I ran into Jo Dee Samuelson in Summerside on Monday night and she mentioned that she’s been producing comics for the Green Party; I hadn’t seen any of them because the only place they “run” is on social media. So she generously agreed to email them along; here’s the latest (appearing here with her permission):
Giving up Sunday morning waffles is, in our family, the greatest sacrifice; I have gone as far as rearranging air tickets so as to ensure my Sunday morning waffle-making availability.
But this Sunday morning there was a call for Green Party supporters to travel out to Brookvale for a video shoot, and Oliver and I resolved to attend, setting waffles aside for a week so as to ensure a better future for our grandchildren.
It was a lovely spring day, and among the ragtag crowd of Greens were many friends.
Alas a video shoot is, it turns out, filled with many strict instructions: go here, do this, don’t stand so close, shout this, look that way.
Delivered, I must say, with kindness by the director. But strict instructions nonetheless, and, on a waffleless Sunday morning enough of a source of anxiety that, when he ended up stepping on Ethan the Dog amidst their execution, Oliver tipped over into irreversible anxiety and we escaped back to town. Beyond the stress of the go-here-do-this, Oliver’s primary concern on the drive home was that he would be kicked out of the Green Party for violating the Culture of Peace core value, and it took a lot of convincing to convince him that getting freaked out by something isn’t an act of violence, even if it does involve walloping your father.
I sought reassurances, on Oliver’s behalf, that his party membership was secure and, when this was forthcoming, he and Catherine, after lunch, decamped to Green HQ to make some flags for a Monday night rally in Summerside. After supper, Oliver and I went back and powered through a bunch of campaign button-making in service to the same event.
By Monday morning the halo of anxiety was staunched, and all was calm.
Late last week I’d signed up for “drive voters to the polls” duty on a lark; after working in the digital engine room of the campaign for the past couple of weeks, I had an appetite for meeting actual electors, and I thought driving duty would be a handy conceit. On the space on the online form where I was asked to indicate the furthest distance I would be willing to drive to get someone to the polls, I cheekily entered “an infinite distance.” So I could hardly be surprised when the call came to drive out to Hunter River on Monday morning for 10:00 a.m.; not quite an infinite distance, but proof that cheekiness comes at a cost.
Regardless of the infinite distance of Hunter River from town, I thoroughly enjoyed the experience: my passenger-voter and I had a good chat on the way there and back, and I ended up giving them a referral to Dave’s Service Centre, as, in addition to needing a new government and a better future, they also needed a good mechanic.
After a return to civilian life for the rest of the morning, I found myself finishing up lunch at Mad Wok facing a soggy walk back to the Reinventorium, as it was raining cats and dogs, so I made the best of a bad situation and ran through the rain, around the corner to Green HQ, and made another cache of buttons for the Summerside rally.

-=-=-=-=-

* **REQUIRED TASKS**
1) Rewrite the campaign diary from "Delivered, I must" to "walloping your father.", putting "worry" wherever "anxiety" appears.
2) Carry the campaign diary forward from its final sentence.

* **INFORMATION PROVIDED**
-=-=-=-=-

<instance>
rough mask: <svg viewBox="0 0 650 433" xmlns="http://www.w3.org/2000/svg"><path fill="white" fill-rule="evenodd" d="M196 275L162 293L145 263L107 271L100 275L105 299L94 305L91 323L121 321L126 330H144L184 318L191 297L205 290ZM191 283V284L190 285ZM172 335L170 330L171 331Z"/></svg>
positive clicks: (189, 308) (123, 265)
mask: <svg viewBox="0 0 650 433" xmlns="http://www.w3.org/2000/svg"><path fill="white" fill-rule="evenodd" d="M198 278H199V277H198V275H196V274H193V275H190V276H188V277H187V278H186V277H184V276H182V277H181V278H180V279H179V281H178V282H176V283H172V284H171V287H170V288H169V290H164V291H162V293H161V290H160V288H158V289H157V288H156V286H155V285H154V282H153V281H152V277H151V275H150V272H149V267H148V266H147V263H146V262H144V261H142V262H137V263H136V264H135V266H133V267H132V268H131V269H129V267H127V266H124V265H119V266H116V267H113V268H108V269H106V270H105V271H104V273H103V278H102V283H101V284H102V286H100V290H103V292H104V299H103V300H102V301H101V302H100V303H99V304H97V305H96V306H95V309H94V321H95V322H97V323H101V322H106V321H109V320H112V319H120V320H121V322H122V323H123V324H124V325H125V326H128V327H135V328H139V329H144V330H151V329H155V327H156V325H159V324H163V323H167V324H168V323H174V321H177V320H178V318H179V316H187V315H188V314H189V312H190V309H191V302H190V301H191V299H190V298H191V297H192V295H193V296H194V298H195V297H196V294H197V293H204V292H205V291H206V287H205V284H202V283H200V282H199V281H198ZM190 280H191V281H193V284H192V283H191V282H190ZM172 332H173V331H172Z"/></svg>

-=-=-=-=-

* **LIST OF ANSWERS**
1)
Delivered, I must say, with kindness by the director. But strict instructions nonetheless, and, on a waffleless Sunday morning enough of a source of worry that, when he ended up stepping on Ethan the Dog amidst their execution, Oliver tipped over into irreversible worry and we escaped back to town. Beyond the stress of the go-here-do-this, Oliver’s primary concern on the drive home was that he would be kicked out of the Green Party for violating the Culture of Peace core value, and it took a lot of convincing to convince him that getting freaked out by something isn’t an act of violence, even if it does involve walloping your father.

2)
A friendly Green gave me a ride back to the office an hour later, and after getting some more paid work done, just before 5:00 p.m. I went home, collected Oliver, and headed off to the advance poll so I could vote (I was mindful of how I forgot to vote in 2003 in the Hurricane Election, and I couldn’t conscience a repeat of that).
After voting, Oliver and I headed up to the Farm Centre to set up chairs for Tuesday’s lunch with Elizabeth May, an experience facilitated by excellent instructions from Volunteer Coordinator Barbara. We made quick work of the rearrangement; when we left the hall looked like this:
It was the perfect job for two people like us who like lining things up in rows.
All across Prince Edward Island there are Green volunteers driving people to the polls, making campaign buttons and setting up chairs in their local hall, most of them devoting many more hours in the day than I’ve been able to afford. Watching all this happening, and dipping my toe in its waters, has been a revelation to me: heretofore I’d never seen myself as part of the group of people who does things like this; I’d simply assumed there were people–other people–who handled it. It turns out that the people who put up the chairs, and make the buttons and the flags, and drive people to the polls, is us.
That will be the signature takeaway for me from this campaign; it’s also a pretty good metaphor for why I’m doing all of this, contrary to type: the revelation, which I keep returning to, that “there’s no us and them, there is only us.” In other words, If I don’t like the way things are working, it’s up to me to step forward, set up the chairs, and help develop a plan to make them work better.
After setting up the chairs, Oliver and I hopped back in the car and drove up to Summerside for the rally at the College of Piping (it was only my third such event: I went to an Ann Richards rally in El Paso, Texas in 1990, and, before that, a Pierre Trudeau rally in Hamilton, Ontario in 1980). There were speeches and songs and fundraising and more songs. I got to hear Elizabeth May speak for the first time (she was, I must say, a fantastic orator). And we met a woman named Beulah and her husband, sitting next to Oliver, and had a nice chat.
When the rally was over we got back in the car and drove the misty 50 km back to Charlottetown, talking about politics and voting and Oliver’s popular music appreciation course in school. And that has been the other gift this campaign has given me, the gift of being able to work along side my son on a project that we’re both passionate about.
This is turning out to be a very interesting week.
This interactive light pollution map is a visual proxy for human development and electrification; here’s a screen shot of Prince Edward Island’s light pollution:
Link via Dense Discovery № 32.
After I built the Find your Green Candidate tool a couple of weeks ago, the next step was to expand this into a full-fledged Where to Vote Green tool (or, if you prefer, Où voter Vert).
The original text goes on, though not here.